## What is needed:
Reproduce all of the records below line for line, without altering anything.

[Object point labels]
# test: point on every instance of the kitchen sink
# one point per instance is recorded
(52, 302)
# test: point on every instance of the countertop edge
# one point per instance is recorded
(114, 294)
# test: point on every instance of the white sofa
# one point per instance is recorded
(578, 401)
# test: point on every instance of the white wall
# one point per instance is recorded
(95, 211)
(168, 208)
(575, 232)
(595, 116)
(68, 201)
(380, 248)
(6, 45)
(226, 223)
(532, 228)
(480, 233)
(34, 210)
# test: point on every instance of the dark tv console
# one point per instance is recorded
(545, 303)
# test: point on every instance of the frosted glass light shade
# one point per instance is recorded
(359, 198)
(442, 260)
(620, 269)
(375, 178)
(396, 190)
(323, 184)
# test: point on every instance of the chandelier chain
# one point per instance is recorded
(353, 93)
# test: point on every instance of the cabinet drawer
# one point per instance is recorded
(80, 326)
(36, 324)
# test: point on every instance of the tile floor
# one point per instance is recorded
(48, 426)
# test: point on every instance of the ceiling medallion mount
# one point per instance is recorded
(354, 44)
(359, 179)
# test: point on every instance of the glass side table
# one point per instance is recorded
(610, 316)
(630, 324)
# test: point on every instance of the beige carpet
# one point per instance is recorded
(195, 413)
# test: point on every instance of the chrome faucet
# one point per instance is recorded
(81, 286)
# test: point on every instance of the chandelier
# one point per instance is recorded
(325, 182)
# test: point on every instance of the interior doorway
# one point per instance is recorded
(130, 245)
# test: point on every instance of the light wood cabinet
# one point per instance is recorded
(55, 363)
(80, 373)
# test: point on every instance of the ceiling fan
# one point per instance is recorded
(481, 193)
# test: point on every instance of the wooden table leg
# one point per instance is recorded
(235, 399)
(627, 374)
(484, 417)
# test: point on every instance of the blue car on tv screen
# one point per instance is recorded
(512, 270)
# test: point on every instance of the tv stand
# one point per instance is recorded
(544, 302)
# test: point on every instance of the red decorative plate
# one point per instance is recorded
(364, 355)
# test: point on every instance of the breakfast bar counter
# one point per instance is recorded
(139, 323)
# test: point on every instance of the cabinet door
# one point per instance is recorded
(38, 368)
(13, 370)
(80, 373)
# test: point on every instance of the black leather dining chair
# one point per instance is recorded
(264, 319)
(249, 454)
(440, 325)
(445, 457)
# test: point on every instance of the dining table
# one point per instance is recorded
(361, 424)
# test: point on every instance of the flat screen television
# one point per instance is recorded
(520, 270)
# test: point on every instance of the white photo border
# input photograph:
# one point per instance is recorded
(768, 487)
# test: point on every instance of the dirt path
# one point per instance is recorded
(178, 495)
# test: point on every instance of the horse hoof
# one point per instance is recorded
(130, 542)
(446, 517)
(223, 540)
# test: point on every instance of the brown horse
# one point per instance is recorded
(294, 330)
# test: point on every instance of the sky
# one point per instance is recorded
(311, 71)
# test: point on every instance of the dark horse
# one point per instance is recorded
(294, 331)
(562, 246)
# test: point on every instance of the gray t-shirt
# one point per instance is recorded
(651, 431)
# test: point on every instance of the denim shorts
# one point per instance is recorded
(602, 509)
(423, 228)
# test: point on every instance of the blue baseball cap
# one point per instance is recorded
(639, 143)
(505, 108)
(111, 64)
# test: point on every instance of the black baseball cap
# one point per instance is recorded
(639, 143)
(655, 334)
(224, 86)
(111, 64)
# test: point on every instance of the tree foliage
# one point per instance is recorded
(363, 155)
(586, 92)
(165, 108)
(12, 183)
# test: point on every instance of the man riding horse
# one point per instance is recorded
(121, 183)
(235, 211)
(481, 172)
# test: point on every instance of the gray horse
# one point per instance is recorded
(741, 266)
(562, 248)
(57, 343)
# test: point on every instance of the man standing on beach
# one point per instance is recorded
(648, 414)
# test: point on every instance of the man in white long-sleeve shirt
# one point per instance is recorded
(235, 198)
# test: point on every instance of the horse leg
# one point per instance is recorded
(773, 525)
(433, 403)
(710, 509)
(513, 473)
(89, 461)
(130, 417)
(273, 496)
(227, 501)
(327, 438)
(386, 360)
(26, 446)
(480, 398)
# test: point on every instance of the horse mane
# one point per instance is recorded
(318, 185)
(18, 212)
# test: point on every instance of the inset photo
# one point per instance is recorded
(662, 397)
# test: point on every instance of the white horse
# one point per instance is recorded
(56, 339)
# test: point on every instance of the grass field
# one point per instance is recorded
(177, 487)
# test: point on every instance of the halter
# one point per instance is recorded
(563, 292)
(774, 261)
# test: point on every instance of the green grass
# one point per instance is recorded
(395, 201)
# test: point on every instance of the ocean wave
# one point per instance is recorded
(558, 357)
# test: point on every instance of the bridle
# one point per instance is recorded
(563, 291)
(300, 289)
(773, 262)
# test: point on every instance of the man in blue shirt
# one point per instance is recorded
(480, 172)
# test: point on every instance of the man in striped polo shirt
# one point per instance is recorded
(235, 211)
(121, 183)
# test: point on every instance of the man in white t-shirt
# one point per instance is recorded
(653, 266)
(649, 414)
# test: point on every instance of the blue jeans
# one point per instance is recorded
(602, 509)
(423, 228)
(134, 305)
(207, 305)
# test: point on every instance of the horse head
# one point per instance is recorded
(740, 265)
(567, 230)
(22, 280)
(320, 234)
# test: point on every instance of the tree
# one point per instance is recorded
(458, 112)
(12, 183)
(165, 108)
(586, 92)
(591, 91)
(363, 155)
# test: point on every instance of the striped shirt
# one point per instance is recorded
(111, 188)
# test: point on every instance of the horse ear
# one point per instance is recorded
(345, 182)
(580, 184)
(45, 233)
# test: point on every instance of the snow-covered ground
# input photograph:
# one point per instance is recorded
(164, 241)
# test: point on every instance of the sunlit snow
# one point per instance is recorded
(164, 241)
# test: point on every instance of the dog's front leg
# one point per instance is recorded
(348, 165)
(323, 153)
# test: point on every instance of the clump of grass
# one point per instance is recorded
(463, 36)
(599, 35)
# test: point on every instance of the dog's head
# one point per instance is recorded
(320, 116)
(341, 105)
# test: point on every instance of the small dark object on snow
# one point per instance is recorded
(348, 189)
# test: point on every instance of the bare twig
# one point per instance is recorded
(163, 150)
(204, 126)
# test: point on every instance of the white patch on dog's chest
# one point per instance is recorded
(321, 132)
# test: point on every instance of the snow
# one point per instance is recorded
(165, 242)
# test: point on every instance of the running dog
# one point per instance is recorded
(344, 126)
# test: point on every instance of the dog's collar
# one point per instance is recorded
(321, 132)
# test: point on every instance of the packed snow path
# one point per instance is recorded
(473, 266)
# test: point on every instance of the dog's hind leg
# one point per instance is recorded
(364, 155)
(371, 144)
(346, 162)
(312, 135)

## Response:
# test: point on every instance of the kitchen sink
# one point per instance is recorded
(52, 302)
# test: point on every instance of the countertop edge
# one point per instance is recorded
(114, 294)
# test: point on every instance of the white sofa
# one point per instance is recorded
(578, 401)
# test: point on every instance of the white wall
# one point per instance is recorded
(95, 211)
(168, 208)
(575, 232)
(595, 116)
(68, 201)
(380, 248)
(6, 45)
(226, 223)
(532, 228)
(480, 233)
(34, 210)
# test: point on every instance of the dark tv console
# one point per instance is recorded
(545, 303)
# test: point on every instance of the frosted glass light shade
# one point per instance is recorded
(359, 198)
(442, 260)
(620, 269)
(375, 178)
(396, 190)
(323, 184)
# test: point on every instance of the chandelier chain
# one point per instance is recorded
(353, 93)
# test: point on every instance of the cabinet drawer
# one point per instance is recorded
(80, 326)
(36, 324)
# test: point on every instance of the tile floor
# one point per instance is recorded
(48, 426)
# test: point on every instance of the ceiling medallion mount
# one point per instance is recorded
(354, 44)
(359, 179)
# test: point on every instance of the glass side table
# one point per instance is recorded
(610, 316)
(630, 324)
# test: point on every instance of the beige carpet
# one point per instance is recorded
(195, 413)
# test: point on every instance of the chrome faucet
# one point per instance is recorded
(81, 286)
# test: point on every instance of the chandelier
# one point per instance is recorded
(325, 182)
# test: point on every instance of the interior doorway
# one point per instance is recorded
(130, 245)
# test: point on every instance of the light wood cabinet
# one point per instance is recorded
(55, 363)
(80, 373)
# test: point on every instance of the ceiling fan
# one point per instance is recorded
(481, 193)
# test: point on every instance of the wooden table leg
# one point per instance is recorded
(235, 399)
(627, 374)
(484, 417)
# test: point on every instance of the blue car on tv screen
# one point per instance is recorded
(512, 270)
# test: point on every instance of the tv stand
# one point per instance is recorded
(544, 302)
# test: point on every instance of the red decorative plate
# one point per instance is recorded
(364, 355)
# test: point on every instance of the breakfast bar counter
# one point per instance is recorded
(139, 323)
# test: point on every instance of the cabinet door
# one point per instance is recorded
(38, 368)
(13, 370)
(80, 373)
# test: point on every instance of the black leather dining chair
# one point per instance is recorded
(264, 319)
(249, 454)
(440, 325)
(445, 457)
# test: point on every instance of the dining table
# one point per instance is recorded
(361, 424)
# test: point on every instance of the flat screen television
# one point per instance is recorded
(520, 270)
# test: point on every instance of the white photo border
# input photograph:
# one point per instance is recorded
(768, 487)
# test: point on every instance of the dirt path
# one point per instance is recorded
(178, 495)
# test: point on every instance of the horse hoof
# one point per instance is recorded
(130, 542)
(446, 517)
(223, 540)
# test: point on every instance of the brown horse
# one point per instance is recorded
(294, 330)
# test: point on every instance of the sky
# one point per instance is recorded
(311, 71)
# test: point on every instance of the dark horse
# one point per instance is recorded
(294, 331)
(562, 246)
# test: point on every instance of the gray t-shirt
# one point per instance is recorded
(651, 431)
# test: point on every instance of the denim shorts
# one point per instance is recorded
(602, 509)
(423, 228)
# test: point on every instance of the blue baseball cap
# one point per instance is recorded
(639, 143)
(505, 108)
(111, 64)
# test: point on every instance of the black baseball cap
# one point per instance is recorded
(639, 143)
(655, 334)
(224, 86)
(111, 64)
# test: point on every instance of the tree foliage
# one point per instance is recorded
(363, 155)
(586, 92)
(165, 108)
(12, 183)
# test: point on every instance of the man riding horse
# one point per instance is recorded
(121, 183)
(235, 211)
(481, 172)
# test: point on every instance of the gray horse
# one point per instance is recorded
(741, 266)
(562, 248)
(57, 343)
# test: point on every instance of the man standing on beach
# one point per instance is recorded
(648, 414)
# test: point on every instance of the man in white long-sleeve shirt
# one point per instance is recorded
(235, 198)
# test: point on every instance of the horse leg
# one point per instance is recorded
(773, 525)
(433, 403)
(710, 509)
(513, 473)
(89, 461)
(130, 417)
(273, 496)
(227, 501)
(327, 438)
(386, 360)
(26, 446)
(480, 398)
# test: point on every instance of the horse mane
# one point per instance is recorded
(318, 185)
(18, 212)
# test: point on every instance of the inset photo
# one point per instance is recorded
(662, 397)
# test: point on every instance of the white horse
# one point per instance is recorded
(56, 339)
# test: point on every instance of the grass field
# one point per instance is recorded
(177, 487)
# test: point on every instance of the halter
# one point per instance is recorded
(563, 292)
(774, 261)
# test: point on every instance of the green grass
# one point per instance is recorded
(395, 201)
# test: point on every instance of the ocean wave
# one point per instance is recorded
(558, 357)
# test: point on every instance of the bridle
# one point per instance is recorded
(563, 291)
(300, 289)
(773, 262)
# test: point on every instance of the man in blue shirt
# one point per instance is recorded
(480, 172)
# test: point on every instance of the man in striped polo shirt
# one point per instance is recorded
(235, 211)
(121, 183)
# test: point on every instance of the man in white t-shirt
# one point per instance is recorded
(653, 266)
(649, 414)
# test: point on every instance of the blue jeans
# one point per instance is recorded
(602, 509)
(423, 228)
(134, 305)
(207, 305)
# test: point on every instance of the horse head
# one point per instance is recorded
(740, 265)
(567, 230)
(22, 280)
(320, 234)
# test: point on every instance of the tree
# one point per instance is recorded
(458, 112)
(12, 183)
(165, 108)
(586, 92)
(591, 91)
(363, 155)
# test: point on every instance of the striped shirt
# one point per instance is recorded
(111, 188)
# test: point on every instance of the horse ear
# one point per instance is recorded
(345, 182)
(580, 184)
(45, 233)
# test: point on every instance of the snow-covered ground
# input photograph:
# one point per instance is recorded
(164, 241)
# test: point on every instance of the sunlit snow
# one point per instance is recorded
(164, 241)
# test: point on every instance of the dog's front leg
# one point per instance is recorded
(348, 165)
(323, 153)
# test: point on every instance of the clump of grass
# one point per instance is recorded
(463, 36)
(599, 35)
# test: point on every instance of the dog's head
# one point per instance is recorded
(320, 116)
(341, 105)
# test: point on every instance of the small dark object on snow
# one point per instance is recorded
(348, 189)
# test: point on every instance of the bare twig
# one point per instance is recorded
(163, 150)
(204, 126)
# test: point on every instance of the white patch on dog's chest
# one point per instance is recorded
(321, 132)
# test: point on every instance of the snow
# one point per instance is recorded
(165, 242)
# test: point on every instance of the running dog
# one point per instance is recorded
(344, 126)
# test: point on every instance of the dog's collar
# one point per instance is recorded
(321, 132)
# test: point on every instance of the packed snow path
# one point per instance is recorded
(473, 266)
# test: point on every instance of the dog's hind leg
# one point per instance is recorded
(364, 155)
(371, 144)
(346, 162)
(312, 135)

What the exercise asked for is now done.